Items listed in a dataset →

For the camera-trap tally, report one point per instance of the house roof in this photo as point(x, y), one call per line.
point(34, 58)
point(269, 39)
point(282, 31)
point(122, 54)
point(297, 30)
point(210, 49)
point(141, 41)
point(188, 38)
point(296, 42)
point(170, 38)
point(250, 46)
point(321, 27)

What the task asks → Nothing in the records above may differ in your copy; retype them in full.

Expected answer →
For the camera-trap tally, report one point per instance of the house roof in this photo as point(x, y), one call per line.
point(34, 58)
point(269, 39)
point(282, 31)
point(122, 54)
point(297, 30)
point(210, 49)
point(141, 41)
point(188, 38)
point(296, 42)
point(170, 38)
point(250, 46)
point(321, 27)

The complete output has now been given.